■ BRIEF ■
Output only an exact transcription of the line containing "above for sunglasses" and all lines that follow it in the data below.

■ GIVEN ENTRIES ■
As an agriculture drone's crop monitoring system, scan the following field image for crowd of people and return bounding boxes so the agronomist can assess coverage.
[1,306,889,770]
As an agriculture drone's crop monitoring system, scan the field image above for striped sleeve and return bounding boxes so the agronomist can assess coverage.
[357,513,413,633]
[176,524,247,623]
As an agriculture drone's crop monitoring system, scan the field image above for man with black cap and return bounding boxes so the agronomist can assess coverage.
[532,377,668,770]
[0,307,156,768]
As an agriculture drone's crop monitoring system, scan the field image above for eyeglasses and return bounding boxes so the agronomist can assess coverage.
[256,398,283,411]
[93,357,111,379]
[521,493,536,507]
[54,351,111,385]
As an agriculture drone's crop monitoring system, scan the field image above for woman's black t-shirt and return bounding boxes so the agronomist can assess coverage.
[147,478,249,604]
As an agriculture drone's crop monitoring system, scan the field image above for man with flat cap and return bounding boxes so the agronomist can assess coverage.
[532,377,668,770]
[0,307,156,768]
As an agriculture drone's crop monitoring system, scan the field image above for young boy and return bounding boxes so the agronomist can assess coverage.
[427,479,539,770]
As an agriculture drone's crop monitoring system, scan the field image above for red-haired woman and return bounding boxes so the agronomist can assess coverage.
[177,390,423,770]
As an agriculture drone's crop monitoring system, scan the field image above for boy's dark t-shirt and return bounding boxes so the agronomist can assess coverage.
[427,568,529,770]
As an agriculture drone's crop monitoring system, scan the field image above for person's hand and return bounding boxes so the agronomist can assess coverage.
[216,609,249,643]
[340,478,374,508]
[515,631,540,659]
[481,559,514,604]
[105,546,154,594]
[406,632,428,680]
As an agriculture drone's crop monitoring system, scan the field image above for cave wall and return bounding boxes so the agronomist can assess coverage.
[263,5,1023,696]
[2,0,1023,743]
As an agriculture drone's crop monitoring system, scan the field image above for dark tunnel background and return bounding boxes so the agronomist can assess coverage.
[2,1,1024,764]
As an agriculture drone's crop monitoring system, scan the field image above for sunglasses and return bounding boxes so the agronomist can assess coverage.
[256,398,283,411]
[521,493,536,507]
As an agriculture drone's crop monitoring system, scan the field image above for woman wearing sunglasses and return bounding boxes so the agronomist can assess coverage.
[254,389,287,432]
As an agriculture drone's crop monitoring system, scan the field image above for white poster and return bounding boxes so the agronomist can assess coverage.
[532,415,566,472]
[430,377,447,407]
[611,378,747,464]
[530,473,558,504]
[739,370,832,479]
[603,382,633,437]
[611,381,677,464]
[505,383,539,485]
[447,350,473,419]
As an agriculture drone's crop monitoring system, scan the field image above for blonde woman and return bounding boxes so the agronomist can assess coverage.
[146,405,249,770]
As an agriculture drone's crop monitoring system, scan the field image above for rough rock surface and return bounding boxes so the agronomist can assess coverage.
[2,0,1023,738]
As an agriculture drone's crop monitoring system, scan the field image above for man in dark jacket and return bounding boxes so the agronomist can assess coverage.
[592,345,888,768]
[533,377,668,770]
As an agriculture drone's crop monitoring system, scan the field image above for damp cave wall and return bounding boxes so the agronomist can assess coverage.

■ THE ANSWER ■
As an agriculture drone's crop monitoring system, scan the field image above for sunglasses and return bounding boxes so the agronomist can assess coverage.
[256,398,283,411]
[521,493,536,507]
As an agriculture drone's crop monitoring system, scan the field image above for woman wearing sunglasses and return bounding boxes so the agronomist can assess coverage.
[254,389,287,432]
As an agriculture drone's crop monitoring system, scan the field image above for white poster and return bounding boxes so the agronomist can assess coverage.
[532,415,566,472]
[430,377,447,407]
[611,378,747,464]
[530,473,558,504]
[739,370,832,479]
[603,382,633,437]
[611,381,677,464]
[505,383,539,485]
[447,350,473,419]
As an agriculture drone's crop monitoring system, scan the field image above for blonde woman and return bounding boxes so the agronomist can assess coverage.
[146,405,249,770]
As an agriculture drone's crop monitoring system, scan the field image above for rough rock surface and return bounding boxes so the agronomist can assess coverage.
[2,0,1023,738]
As an agriculture drone's crop monitoring system, scan the field image above for man in dark jacket and return bounding boxes so the agronomist can assess coverage.
[592,345,888,768]
[533,377,668,770]
As an agriculture drone's crop monitoring system, scan the field image above for damp cave wall and return bounding boxes so the agronomist can assess coverage.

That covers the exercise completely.